▸ **Dataset content**
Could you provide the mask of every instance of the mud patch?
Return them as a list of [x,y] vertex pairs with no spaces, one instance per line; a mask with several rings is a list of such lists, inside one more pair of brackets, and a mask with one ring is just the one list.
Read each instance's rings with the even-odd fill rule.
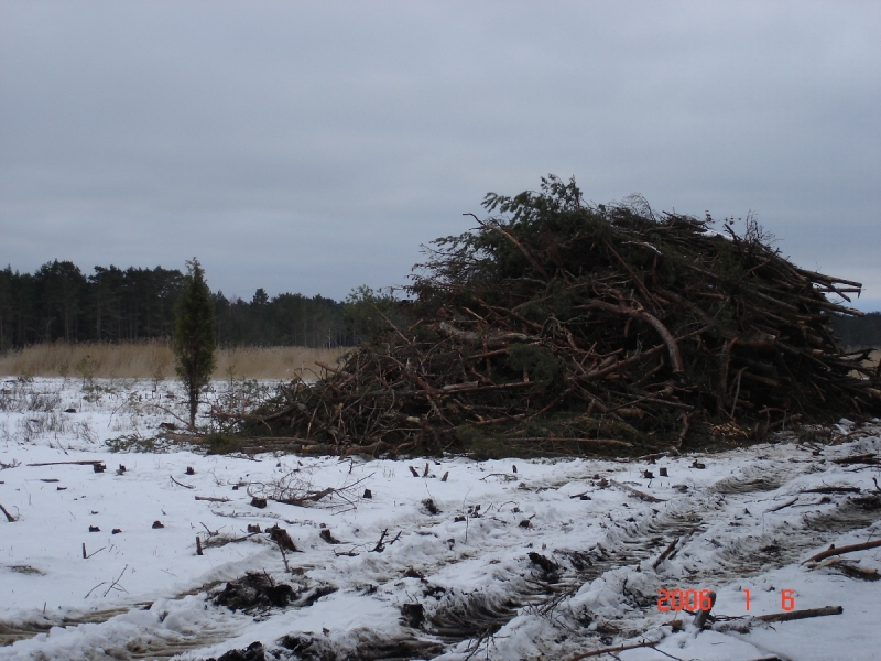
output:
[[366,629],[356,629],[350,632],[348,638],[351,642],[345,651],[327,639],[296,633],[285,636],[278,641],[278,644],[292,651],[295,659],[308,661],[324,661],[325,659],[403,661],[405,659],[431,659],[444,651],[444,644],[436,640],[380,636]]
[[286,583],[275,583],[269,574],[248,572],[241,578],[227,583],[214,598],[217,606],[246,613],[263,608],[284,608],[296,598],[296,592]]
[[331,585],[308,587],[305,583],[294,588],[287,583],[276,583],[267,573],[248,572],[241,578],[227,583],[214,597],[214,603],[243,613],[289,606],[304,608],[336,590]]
...
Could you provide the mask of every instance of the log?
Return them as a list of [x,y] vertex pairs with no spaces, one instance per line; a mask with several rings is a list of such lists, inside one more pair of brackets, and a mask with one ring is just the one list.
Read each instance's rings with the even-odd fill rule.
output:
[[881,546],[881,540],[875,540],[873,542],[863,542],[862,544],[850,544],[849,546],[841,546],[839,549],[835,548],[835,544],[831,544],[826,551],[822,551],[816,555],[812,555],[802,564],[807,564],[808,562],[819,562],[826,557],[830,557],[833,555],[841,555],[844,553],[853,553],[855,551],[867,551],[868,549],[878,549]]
...
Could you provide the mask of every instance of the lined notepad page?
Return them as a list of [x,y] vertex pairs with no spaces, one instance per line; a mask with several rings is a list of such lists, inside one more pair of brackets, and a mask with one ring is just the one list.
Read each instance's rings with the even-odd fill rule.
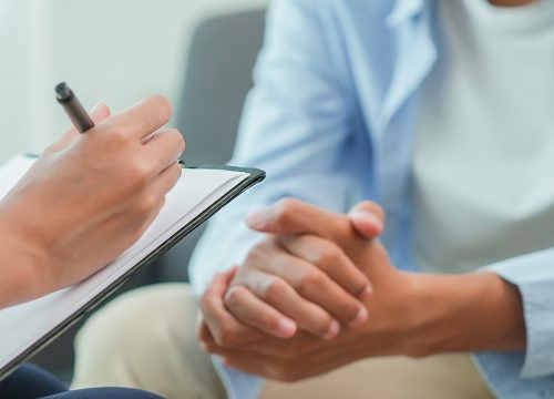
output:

▸ **Exercise requirements**
Pick out each line of the listing above that contains the word "Could", matching its case.

▸ **Solution below**
Could you provide the mask of every instance of the mud patch?
Could you provide the mask of every instance of the log?
Could you provide the mask of every instance of the lined notepad page?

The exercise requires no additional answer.